Short problem A: From the smoker-building thread, copy out word for word the part that begins with the words containing "## pineywoods (Apr" and ends with "your looking for.".

Source passage:
____

# Building a Smoker



## scottl (Apr 28, 2009)

I have a commercial refrigerator that I took all the insides out, took all insulation out to bar metal, and want to put wood on the inside.  I am wondering what type of wood would be good for the inside.  I am thinking of using two types 1” each to save on money, the idea is to put one section down and the other on top and I will put a adjustable vent on top…I am going to use both electric/propane and probable wood to smoke with, at different times. Any and all info would be greatly appreciated. This is going to be used mainly for smoking mullet not sure if that make any differance as far as heat goes.


----------



## pineywoods (Apr 28, 2009)

Scott welcome to SMF please stop by roll call and make a post. Personally I wouldn't use wood inside it use metal that way you can crank up the temps and not worry about it.


----------



## meat hunter (Apr 28, 2009)

Yes, please stop by roll call and say hello and tell everyone a bit about yourself. As far as the inside goes, I'm with Piney. I would not use wood. I would use metal. Easier to clean up and Im willing to bet, if you stick with this forum, its gonna open up a whole new world of things to smoke aside from fish where higher temps are needed. I really dont know what wood would be best for that application. Cetainly not plywood. Maybe some tongue and groove pine boards? Glad to have you on board, and if you dont find your answer here on this post, just check thru the board. Someone or somewhere on here, you will find what your looking for.

Keep us updated with some pics.


----------



## scottl (Apr 28, 2009)

I was thinking of solid oak, just need room to fill the 2" gap that had the insulation and tin..may put some wood inside and then find some stainless to attach to the inside, nothing fancy for sure..
|
PS.. I would vote for TED..


----------



## meat hunter (Apr 28, 2009)

did you already remove the inner steel box? I apologize, but Im not quite understanding what you mean with using oak and where. Can you take some pics and point out what you want to do in them?


----------



## richoso1 (Apr 28, 2009)

What he said. Metal is also better as a cleaning surface, and will probably hold a more consistent temp.


----------



## scottl (Apr 28, 2009)

Was going to line box with 1 x 10 of solid oak boards, not plywood. The metal that is there is thin, but looks like from the info I am getting better stay away from wood..


----------



## mgnorcal (Apr 28, 2009)

I've seen cold smokers made out of wood, but since you've got the metal skin here already you might as well use that and you'll have the option to cook higher temp.  (what temp did you plan on smoking at?)

With the frame exposed, it should be easy to mount racks/grates.
If you feel you need insulation, probably easiest to do something on the outside.

-Unless you're a welder, in which case you could install rockwoll insulation in the wall and put a sheet metal skin, followed by grate holders on the inside.
look here for pics of that kind of build
http://s53.photobucket.com/albums/g4...albumview=grid


----------



## scottl (Apr 28, 2009)

Looks like I will just keep the skin and mod it some, Do have welder and all the tools..temp will be around 200F give or take a bit..thanks for the input.

____

Short problem B: Turn every line of the entries below into a JSON list of strings, with one string per line and blank lines dropped.

[Rows from a dataset]

____

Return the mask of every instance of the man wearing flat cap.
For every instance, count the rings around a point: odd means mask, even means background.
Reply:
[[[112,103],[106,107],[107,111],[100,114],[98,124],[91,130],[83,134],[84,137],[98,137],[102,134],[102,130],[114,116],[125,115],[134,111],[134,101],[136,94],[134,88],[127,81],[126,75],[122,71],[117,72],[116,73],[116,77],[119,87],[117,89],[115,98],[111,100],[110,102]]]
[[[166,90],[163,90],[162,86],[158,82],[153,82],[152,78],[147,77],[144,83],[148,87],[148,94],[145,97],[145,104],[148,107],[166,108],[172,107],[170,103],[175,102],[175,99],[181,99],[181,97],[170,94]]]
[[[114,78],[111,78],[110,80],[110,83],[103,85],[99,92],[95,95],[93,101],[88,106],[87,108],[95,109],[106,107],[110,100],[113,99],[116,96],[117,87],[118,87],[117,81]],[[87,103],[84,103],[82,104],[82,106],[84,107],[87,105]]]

____

Right answer A:
## pineywoods (Apr 28, 2009)

Scott welcome to SMF please stop by roll call and make a post. Personally I wouldn't use wood inside it use metal that way you can crank up the temps and not worry about it.


----------



## meat hunter (Apr 28, 2009)

Yes, please stop by roll call and say hello and tell everyone a bit about yourself. As far as the inside goes, I'm with Piney. I would not use wood. I would use metal. Easier to clean up and Im willing to bet, if you stick with this forum, its gonna open up a whole new world of things to smoke aside from fish where higher temps are needed. I really dont know what wood would be best for that application. Cetainly not plywood. Maybe some tongue and groove pine boards? Glad to have you on board, and if you dont find your answer here on this post, just check thru the board. Someone or somewhere on here, you will find what your looking for.

Right answer B:
[
  "Return the mask of every instance of the man wearing flat cap.",
  "For every instance, count the rings around a point: odd means mask, even means background.",
  "Reply:",
  "[[[112,103],[106,107],[107,111],[100,114],[98,124],[91,130],[83,134],[84,137],[98,137],[102,134],[102,130],[114,116],[125,115],[134,111],[134,101],[136,94],[134,88],[127,81],[126,75],[122,71],[117,72],[116,73],[116,77],[119,87],[117,89],[115,98],[111,100],[110,102]]]",
  "[[[166,90],[163,90],[162,86],[158,82],[153,82],[152,78],[147,77],[144,83],[148,87],[148,94],[145,97],[145,104],[148,107],[166,108],[172,107],[170,103],[175,102],[175,99],[181,99],[181,97],[170,94]]]",
  "[[[114,78],[111,78],[110,80],[110,83],[103,85],[99,92],[95,95],[93,101],[88,106],[87,108],[95,109],[106,107],[110,100],[113,99],[116,96],[117,87],[118,87],[117,81]],[[87,103],[84,103],[82,104],[82,106],[84,107],[87,105]]]"
]